> Exercise directions
What you give back should match the records word for word.

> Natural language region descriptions
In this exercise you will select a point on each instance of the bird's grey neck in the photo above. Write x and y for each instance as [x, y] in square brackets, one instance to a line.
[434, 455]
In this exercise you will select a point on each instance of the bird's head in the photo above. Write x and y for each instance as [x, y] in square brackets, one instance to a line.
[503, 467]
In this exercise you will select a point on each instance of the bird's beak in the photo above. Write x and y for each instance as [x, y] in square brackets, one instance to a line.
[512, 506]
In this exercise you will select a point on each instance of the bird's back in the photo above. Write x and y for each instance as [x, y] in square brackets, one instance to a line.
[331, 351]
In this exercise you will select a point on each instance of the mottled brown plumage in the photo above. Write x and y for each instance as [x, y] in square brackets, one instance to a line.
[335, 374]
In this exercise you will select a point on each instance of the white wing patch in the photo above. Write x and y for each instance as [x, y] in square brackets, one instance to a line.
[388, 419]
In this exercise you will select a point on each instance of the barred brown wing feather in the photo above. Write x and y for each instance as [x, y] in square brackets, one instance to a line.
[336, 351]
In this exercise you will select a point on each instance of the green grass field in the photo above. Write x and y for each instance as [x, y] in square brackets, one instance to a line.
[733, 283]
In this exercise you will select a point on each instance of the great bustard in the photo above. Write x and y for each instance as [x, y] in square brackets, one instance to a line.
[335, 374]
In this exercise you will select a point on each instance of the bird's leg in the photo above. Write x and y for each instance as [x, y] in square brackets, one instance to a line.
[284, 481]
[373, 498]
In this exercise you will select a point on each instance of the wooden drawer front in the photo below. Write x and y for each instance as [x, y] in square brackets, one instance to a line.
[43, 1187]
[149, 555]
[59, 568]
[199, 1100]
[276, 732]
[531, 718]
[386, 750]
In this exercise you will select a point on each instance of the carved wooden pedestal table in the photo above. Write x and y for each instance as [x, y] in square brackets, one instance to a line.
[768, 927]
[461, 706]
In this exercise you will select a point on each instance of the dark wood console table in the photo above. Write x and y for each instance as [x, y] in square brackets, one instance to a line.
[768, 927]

> Answer to this task
In this exercise you will select a point on each instance of the bird's grey neck in the photo above. Write x and y for each instance as [x, y] in square brackets, one instance to a line.
[434, 455]
In this exercise you will select a point on each instance of the bird's head in the photo above. Write x and y for each instance as [x, y] in square brackets, one instance to a line.
[503, 467]
In this exercise you will select a point on each instance of the bird's beak in the photo above. Write x and y for each instance as [x, y] in square brackets, one instance to a line.
[512, 506]
In this exercise you will select a point on each instance of the bird's back in the photo above. Write x and y for each instance as [x, y] in square brackets, one instance to a line.
[331, 351]
In this exercise you will select a point on each instance of the mottled brown plumage in the photo above. Write x and y for each instance as [x, y] in square brackets, one instance to a line.
[335, 374]
In this exercise you will select a point on each instance of the white wing patch in the photo above. Write x and y for each instance as [x, y] in square brackets, one instance to a line.
[388, 419]
In this exercise you will select a point on each instance of the barred brown wing feather in the photo above. Write x and y for each instance as [x, y] in square brackets, one instance to a line.
[336, 351]
In this exercise you will select a point on each instance of the green grass field in the photo above. Write x and y for each instance as [x, y] in square brackets, one instance to a line.
[733, 283]
In this exercise you will select a point on each instance of the great bustard in the photo above. Write x and y for each instance as [x, y] in square brackets, one instance to a line.
[335, 374]
In this exercise you will select a point on each instance of the bird's leg in the photo above. Write x and y for each instance as [x, y] in square brackets, one instance to a line.
[284, 481]
[373, 498]
In this exercise you will select a point on each instance of the wooden drawer front in the photo below. Write x and y for each instance as [x, y] in square brackets, one instance to a line.
[43, 1187]
[149, 555]
[59, 568]
[199, 1100]
[276, 732]
[531, 718]
[386, 750]
In this exercise you will select a point on each instance of the carved wooden pedestal table in the photo above. Write x and y for each instance as [x, y] in square brackets, one instance to a line.
[768, 927]
[461, 706]
In this exercise you will select a point on each instance of the dark wood console table in the photo above. Write x and y for each instance as [x, y] in square brackets, one instance to a line.
[768, 927]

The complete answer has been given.